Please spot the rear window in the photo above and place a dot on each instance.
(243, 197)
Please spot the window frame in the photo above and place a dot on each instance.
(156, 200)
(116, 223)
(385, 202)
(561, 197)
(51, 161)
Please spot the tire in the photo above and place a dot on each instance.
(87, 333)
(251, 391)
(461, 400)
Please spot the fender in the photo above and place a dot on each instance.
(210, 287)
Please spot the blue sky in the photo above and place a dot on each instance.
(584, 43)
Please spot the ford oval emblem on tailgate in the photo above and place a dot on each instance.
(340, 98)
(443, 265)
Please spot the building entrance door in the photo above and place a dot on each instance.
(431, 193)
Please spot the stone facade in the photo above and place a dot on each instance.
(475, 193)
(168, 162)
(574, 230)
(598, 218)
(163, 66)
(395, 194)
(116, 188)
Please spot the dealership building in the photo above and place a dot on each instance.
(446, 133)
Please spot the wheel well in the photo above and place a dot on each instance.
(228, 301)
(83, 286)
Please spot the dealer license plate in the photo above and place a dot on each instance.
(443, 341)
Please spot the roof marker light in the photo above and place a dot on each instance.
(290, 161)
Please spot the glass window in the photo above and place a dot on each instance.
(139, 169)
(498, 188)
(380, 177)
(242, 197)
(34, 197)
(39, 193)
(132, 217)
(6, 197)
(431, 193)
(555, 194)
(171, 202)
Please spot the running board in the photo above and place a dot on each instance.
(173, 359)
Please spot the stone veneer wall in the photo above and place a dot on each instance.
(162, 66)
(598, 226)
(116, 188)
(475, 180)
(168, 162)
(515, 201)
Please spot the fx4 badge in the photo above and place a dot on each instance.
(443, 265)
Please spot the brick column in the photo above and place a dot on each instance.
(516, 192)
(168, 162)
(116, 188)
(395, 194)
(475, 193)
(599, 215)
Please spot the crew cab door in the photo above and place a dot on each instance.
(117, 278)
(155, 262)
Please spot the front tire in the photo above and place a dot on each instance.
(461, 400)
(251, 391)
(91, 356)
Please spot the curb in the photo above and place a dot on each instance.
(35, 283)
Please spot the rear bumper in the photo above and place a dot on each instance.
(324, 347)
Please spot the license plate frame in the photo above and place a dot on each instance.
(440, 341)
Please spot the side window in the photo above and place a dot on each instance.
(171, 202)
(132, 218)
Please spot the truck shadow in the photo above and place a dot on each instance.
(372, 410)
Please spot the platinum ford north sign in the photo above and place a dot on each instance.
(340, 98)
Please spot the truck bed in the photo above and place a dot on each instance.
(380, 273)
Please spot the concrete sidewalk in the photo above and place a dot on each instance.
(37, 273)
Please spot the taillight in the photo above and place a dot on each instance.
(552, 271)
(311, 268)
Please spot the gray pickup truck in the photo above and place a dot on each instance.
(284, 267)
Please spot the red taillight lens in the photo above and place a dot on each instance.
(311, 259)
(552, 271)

□ □ □

> Work request
The line containing "Please spot the taillight" marks the start. Repeat it and every line after it to the end of the listing above, exactly.

> Solution
Please spot the taillight in the photo above and place a dot on each instance.
(552, 271)
(311, 268)
Please spot the gray pickup truck in the photo above and place a dot on each instance.
(284, 267)
Please spot the red taillight lens in the photo above and place a dot on each instance.
(311, 259)
(552, 271)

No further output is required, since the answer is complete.